#### [What to do]
Using the records below, copy out exactly the line that contains "the wooden spoon?" and every line that follows it, up to and including the last, and no others.

#### [Provided records]

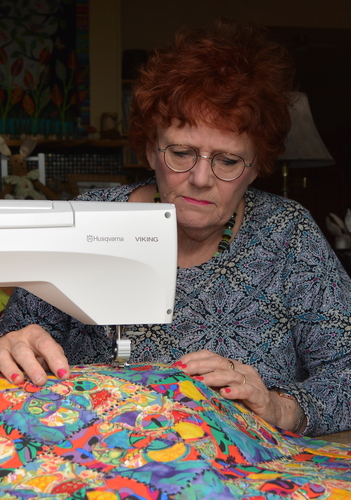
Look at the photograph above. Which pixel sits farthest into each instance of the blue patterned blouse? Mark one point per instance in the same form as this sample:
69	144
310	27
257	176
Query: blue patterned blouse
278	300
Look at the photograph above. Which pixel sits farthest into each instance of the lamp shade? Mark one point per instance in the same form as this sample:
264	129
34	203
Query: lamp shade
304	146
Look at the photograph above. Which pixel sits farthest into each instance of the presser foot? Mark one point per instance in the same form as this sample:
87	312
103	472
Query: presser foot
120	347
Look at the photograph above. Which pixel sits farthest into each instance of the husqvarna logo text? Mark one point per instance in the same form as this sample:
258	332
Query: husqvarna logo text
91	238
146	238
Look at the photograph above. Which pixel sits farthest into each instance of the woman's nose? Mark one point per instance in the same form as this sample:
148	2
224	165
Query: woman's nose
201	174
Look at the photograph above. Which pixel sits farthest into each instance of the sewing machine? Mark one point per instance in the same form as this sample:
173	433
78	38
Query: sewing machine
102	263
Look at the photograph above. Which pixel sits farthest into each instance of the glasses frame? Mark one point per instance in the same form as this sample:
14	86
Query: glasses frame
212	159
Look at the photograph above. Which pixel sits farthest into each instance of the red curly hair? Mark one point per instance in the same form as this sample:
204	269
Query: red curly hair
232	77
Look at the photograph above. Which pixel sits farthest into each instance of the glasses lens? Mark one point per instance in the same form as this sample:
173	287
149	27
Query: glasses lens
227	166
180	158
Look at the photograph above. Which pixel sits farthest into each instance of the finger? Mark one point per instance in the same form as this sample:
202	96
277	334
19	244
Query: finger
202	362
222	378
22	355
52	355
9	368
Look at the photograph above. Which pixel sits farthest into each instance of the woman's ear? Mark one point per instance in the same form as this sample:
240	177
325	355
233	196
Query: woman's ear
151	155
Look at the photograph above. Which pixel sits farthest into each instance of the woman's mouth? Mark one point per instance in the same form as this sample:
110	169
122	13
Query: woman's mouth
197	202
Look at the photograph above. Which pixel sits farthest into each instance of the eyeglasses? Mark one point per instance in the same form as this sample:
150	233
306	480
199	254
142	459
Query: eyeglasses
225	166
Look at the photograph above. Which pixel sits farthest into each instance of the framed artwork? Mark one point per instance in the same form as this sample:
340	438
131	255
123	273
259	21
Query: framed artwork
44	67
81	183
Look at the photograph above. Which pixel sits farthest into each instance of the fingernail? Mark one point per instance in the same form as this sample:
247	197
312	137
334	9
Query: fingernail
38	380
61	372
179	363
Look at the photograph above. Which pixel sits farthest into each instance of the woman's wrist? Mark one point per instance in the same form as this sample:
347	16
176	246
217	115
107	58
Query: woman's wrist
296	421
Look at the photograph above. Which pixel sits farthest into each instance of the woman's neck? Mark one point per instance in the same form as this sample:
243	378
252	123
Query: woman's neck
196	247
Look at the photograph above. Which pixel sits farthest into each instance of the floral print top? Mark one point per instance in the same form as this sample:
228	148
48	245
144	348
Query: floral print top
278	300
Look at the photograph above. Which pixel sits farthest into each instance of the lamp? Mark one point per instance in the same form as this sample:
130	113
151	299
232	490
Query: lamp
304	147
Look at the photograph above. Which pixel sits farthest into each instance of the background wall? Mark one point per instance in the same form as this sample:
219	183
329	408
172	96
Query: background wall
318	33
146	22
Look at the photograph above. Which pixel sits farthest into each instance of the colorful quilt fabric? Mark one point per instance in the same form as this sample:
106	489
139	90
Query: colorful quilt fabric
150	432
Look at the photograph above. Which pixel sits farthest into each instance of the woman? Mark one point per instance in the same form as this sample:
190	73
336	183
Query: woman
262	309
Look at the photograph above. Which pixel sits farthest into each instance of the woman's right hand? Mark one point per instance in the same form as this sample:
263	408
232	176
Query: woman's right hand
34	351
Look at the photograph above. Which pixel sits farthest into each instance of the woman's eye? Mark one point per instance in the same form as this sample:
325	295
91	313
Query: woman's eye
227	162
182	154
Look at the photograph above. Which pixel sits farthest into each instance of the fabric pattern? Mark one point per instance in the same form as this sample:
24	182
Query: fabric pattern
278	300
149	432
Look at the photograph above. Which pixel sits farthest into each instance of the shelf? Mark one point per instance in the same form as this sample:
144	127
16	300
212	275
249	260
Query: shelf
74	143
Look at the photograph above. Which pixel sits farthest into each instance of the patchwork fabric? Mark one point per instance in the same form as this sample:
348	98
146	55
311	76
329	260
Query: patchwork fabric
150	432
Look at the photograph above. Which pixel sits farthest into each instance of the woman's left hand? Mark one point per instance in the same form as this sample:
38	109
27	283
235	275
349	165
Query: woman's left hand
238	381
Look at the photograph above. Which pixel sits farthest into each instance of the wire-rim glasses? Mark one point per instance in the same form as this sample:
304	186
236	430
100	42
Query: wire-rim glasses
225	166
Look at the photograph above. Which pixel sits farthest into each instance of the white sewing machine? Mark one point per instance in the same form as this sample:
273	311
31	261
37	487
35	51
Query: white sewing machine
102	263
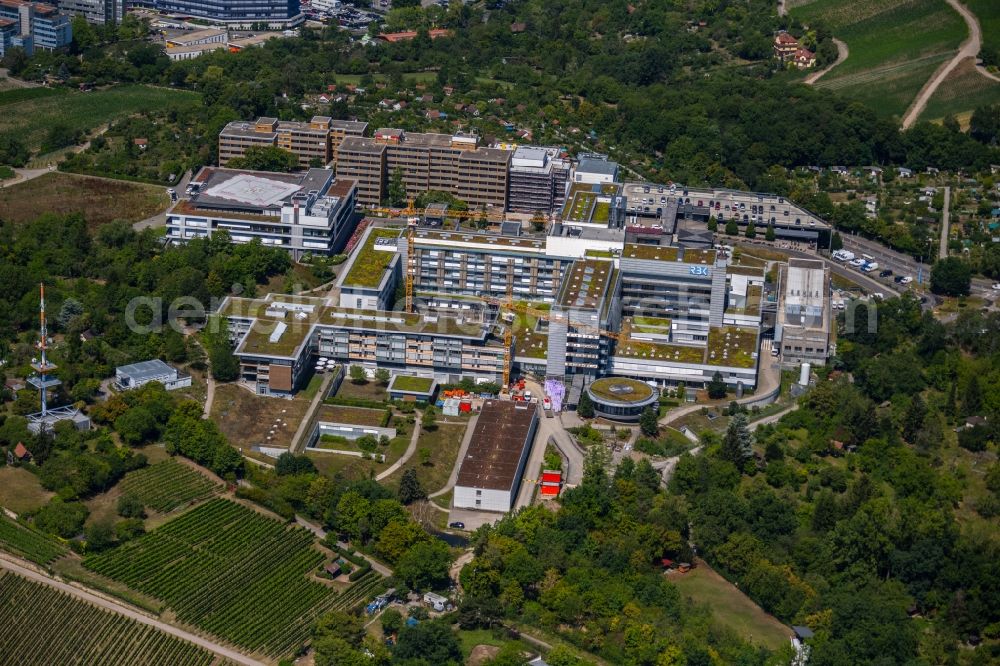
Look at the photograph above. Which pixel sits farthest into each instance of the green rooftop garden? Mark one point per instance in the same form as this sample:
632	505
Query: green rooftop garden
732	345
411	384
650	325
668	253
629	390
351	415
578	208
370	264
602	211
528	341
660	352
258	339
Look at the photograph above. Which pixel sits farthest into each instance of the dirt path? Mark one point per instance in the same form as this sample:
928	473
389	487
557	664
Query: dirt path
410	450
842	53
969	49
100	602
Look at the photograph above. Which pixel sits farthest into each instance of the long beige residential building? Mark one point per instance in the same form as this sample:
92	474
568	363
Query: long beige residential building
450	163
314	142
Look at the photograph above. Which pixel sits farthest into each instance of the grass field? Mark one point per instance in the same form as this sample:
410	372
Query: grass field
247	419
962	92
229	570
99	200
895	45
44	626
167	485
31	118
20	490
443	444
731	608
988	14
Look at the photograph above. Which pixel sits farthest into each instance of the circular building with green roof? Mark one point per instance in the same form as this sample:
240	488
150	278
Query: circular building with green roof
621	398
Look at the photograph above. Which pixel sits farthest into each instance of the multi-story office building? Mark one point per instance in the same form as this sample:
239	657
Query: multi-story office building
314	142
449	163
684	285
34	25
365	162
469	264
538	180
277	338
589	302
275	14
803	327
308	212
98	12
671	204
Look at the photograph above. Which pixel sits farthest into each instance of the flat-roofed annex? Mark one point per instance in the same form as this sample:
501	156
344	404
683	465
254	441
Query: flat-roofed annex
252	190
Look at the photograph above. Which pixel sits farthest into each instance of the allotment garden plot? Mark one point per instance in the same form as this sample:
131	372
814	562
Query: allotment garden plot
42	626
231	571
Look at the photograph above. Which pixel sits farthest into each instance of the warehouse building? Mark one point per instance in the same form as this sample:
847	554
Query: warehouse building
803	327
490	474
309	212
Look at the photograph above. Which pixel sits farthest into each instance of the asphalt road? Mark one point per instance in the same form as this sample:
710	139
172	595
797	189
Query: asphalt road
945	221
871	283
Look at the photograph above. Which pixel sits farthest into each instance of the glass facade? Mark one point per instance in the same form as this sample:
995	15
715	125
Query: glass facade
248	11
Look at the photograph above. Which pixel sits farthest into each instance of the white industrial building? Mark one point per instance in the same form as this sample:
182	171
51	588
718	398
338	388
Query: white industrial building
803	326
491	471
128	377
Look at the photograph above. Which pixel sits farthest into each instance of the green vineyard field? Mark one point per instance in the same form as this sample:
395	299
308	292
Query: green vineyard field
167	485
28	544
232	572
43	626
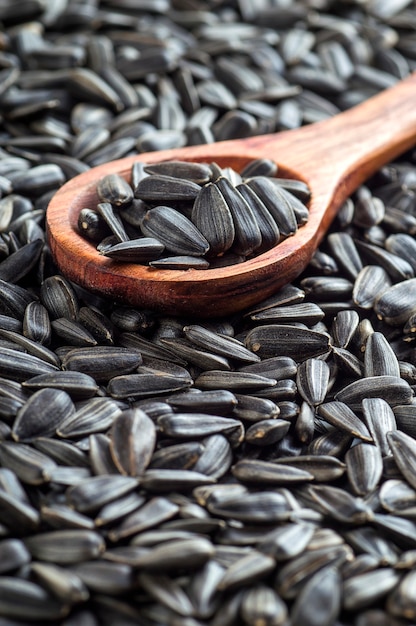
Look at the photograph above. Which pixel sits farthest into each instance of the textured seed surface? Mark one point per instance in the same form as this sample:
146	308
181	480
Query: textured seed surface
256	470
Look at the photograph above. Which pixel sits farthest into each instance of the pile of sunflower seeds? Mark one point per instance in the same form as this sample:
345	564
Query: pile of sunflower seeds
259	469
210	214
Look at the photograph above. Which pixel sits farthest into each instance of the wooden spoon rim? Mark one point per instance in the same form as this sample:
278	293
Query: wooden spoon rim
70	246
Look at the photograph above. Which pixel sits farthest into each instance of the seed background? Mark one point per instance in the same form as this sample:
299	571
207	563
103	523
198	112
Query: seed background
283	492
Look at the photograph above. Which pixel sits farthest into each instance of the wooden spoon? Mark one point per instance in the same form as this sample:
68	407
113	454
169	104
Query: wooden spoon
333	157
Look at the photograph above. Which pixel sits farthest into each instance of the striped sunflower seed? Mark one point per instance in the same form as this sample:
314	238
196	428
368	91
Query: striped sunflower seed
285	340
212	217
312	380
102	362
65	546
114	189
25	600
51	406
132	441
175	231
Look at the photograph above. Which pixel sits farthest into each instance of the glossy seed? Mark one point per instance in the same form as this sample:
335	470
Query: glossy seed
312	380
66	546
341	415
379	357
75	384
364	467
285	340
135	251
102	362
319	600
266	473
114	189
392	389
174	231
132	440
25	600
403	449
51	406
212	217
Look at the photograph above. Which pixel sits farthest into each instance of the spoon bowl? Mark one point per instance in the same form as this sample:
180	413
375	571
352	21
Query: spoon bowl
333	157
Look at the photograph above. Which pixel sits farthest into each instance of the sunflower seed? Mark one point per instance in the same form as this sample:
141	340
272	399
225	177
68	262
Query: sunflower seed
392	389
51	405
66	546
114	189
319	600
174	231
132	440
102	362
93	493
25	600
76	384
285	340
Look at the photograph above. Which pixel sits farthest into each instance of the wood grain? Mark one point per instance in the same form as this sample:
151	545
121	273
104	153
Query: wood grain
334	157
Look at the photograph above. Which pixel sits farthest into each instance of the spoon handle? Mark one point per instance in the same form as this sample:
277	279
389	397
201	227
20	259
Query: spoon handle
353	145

#### [Worked answer]
Look at the photograph above. Which pixel sits farthest into each instance of the wooden spoon? Mark one point per instance in the same form as this sample:
68	407
113	454
169	104
Query: wooden spoon
333	157
Look at the photograph above. Which pixel sits farthest into each instance of the striped sunflower seed? Mark one point per instance in the same form as this sample:
314	238
196	428
368	91
Query: striped sunflower seed
285	340
212	217
312	380
102	362
65	546
114	189
25	600
51	406
132	441
175	231
Look at the photograph above. Which pixel sits farthest into each instance of the glossy seed? Mark one point per instance in the same form as this sample:
335	470
Query: glossy seed
312	380
66	546
341	415
379	357
75	384
364	467
285	340
135	251
102	362
319	600
266	473
114	189
392	389
174	231
132	440
25	600
403	449
51	406
212	217
Look at the photograph above. Which pixel sits farthest into each instance of the spoon bowl? Mark one point per instance in the same form as this sample:
180	413
375	571
352	21
Query: spoon bowl
333	157
Look at the photograph above. Which pixel sits farthest into each instance of the sunflower seed? Mark one point per instance in the same form as this sample:
141	340
272	399
225	177
68	262
Query: sunflower seed
392	389
51	405
66	546
114	189
319	600
174	231
132	440
102	362
93	493
25	600
76	384
285	340
Look at the photograph above. Which pixel sits farthest into each instance of the wood grain? Mark one point per instance in the same form as this sample:
151	545
121	273
104	153
Query: wood grain
334	157
Look at the photograph above. Which pixel sits farthest into each instance of the spoon handle? Mark one point per instance in the same form as this sample:
277	279
389	397
201	227
20	259
Query: spoon handle
353	145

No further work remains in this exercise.